• [TEXT EXTRACT]
O Love and Sensibility, ye have conspired against my peace! I love to madness and I feel to torture! Clarinda, how can I forgive myself that I have ever touched a single chord in your bosom with pain! Would I do it willingly? Would any consideration, any gratification make me do so? Oh, did you love like me, you would not, you could not, deny or put off a meeting with the man who adores you—who would die a thousand deaths before he would injure you; and who must soon bid you a long farewell!

I had proposed bringing my bosom friend, Mr. Ainslie, to-morrow evening at his strong request to see you, as he has only time to stay with us about ten minutes for an engagement. But I shall hear from you—this afternoon, for mercy's sake! for till I hear from you I am wretched. O Clarinda, the tie that binds me to thee is intwisted, incorporated with my dearest threads of life!

SYLVANDER.


XIX.

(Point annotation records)
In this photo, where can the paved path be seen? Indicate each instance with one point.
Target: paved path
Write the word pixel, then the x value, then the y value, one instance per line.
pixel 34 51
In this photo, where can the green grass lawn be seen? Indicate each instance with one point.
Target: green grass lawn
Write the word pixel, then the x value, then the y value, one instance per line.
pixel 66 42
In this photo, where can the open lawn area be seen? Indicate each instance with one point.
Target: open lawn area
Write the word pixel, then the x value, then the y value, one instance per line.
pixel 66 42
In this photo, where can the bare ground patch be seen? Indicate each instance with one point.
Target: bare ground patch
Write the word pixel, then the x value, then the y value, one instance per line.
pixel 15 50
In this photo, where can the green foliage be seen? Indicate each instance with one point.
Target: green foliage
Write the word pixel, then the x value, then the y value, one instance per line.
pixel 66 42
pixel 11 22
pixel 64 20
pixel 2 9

---

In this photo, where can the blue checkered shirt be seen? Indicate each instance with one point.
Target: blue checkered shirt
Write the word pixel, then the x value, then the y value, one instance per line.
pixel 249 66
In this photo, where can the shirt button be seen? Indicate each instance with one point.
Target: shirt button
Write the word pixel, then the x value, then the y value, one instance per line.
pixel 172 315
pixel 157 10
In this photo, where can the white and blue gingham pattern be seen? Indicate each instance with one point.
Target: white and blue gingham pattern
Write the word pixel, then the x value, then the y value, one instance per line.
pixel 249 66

--

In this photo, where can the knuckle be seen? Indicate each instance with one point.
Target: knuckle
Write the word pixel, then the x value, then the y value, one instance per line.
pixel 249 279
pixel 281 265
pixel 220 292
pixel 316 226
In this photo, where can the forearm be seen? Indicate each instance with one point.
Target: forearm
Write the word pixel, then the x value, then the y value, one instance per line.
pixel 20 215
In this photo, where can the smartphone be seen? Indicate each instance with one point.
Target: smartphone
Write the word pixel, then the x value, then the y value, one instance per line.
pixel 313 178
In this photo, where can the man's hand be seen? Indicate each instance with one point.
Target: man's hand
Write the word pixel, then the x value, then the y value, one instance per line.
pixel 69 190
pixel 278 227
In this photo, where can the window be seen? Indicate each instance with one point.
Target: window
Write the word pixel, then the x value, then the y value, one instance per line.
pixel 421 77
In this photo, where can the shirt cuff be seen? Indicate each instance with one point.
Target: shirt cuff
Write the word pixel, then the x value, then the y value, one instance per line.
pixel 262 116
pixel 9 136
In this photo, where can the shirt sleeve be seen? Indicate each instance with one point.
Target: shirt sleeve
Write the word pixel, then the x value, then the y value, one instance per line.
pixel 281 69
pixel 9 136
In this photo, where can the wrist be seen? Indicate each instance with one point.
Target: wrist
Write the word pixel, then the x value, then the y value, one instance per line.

• [CHALLENGES]
1. Write out the passage of the letter to Clarinda that opens with the words containing "O Love and Sensibility, ye" and closes with "threads of life!".
2. Pick up the letter to Clarinda at the point where it stops and carry it on.
The items stand apart from the letter to Clarinda.

• [EXPECTED ANSWERS]
1.
O Love and Sensibility, ye have conspired against my peace! I love to madness and I feel to torture! Clarinda, how can I forgive myself that I have ever touched a single chord in your bosom with pain! Would I do it willingly? Would any consideration, any gratification make me do so? Oh, did you love like me, you would not, you could not, deny or put off a meeting with the man who adores you—who would die a thousand deaths before he would injure you; and who must soon bid you a long farewell!

I had proposed bringing my bosom friend, Mr. Ainslie, to-morrow evening at his strong request to see you, as he has only time to stay with us about ten minutes for an engagement. But I shall hear from you—this afternoon, for mercy's sake! for till I hear from you I am wretched. O Clarinda, the tie that binds me to thee is intwisted, incorporated with my dearest threads of life!

2.
[Sat., 26 Jan.]

I was on the way, my Love, to meet you (I never do things by halves), when I got your card. Mr. Ainslie goes out of town to-morrow morning, to see a brother of his who is newly arrived from France. I am determined that he and I shall call on you together; so, look you, lest I should never see to-morrow, we will call on you to-night; Mary and you may put off tea till about seven; at which time, in the Galloway phrase, "an the beast be to the fore, and the branks bide hale," expect the humblest of your humble servants, and his dearest friend. We propose staying only half-an-hour, "for ought we ken." I could suffer the lash of misery eleven months in the year, were the twelfth to be composed of hours like yesternight. You are the soul of my enjoyment: all else is of the stuff of stocks and stones.

SYLVANDER.


XX.

Sunday Noon, Jan. 27th.

I have almost given up the excise idea. I have been just now to wait on a great person, Miss——'s friend, ——. Why will great people not only deafen us with the din of their equipage, and dazzle us with their fastidious pomp, but they must also be so very dictatorially wise? I have been questioned like a child about my matters, and blamed and schooled for my inscription on Stirling window. Come Clarinda-Come! curse me Jacob, and come defy me Israel!

Sunday Night.

I have been with Miss Nimmo; she is indeed a good soul, as my Clarinda finely says. She has reconciled me in a good measure to the world with her friendly prattle.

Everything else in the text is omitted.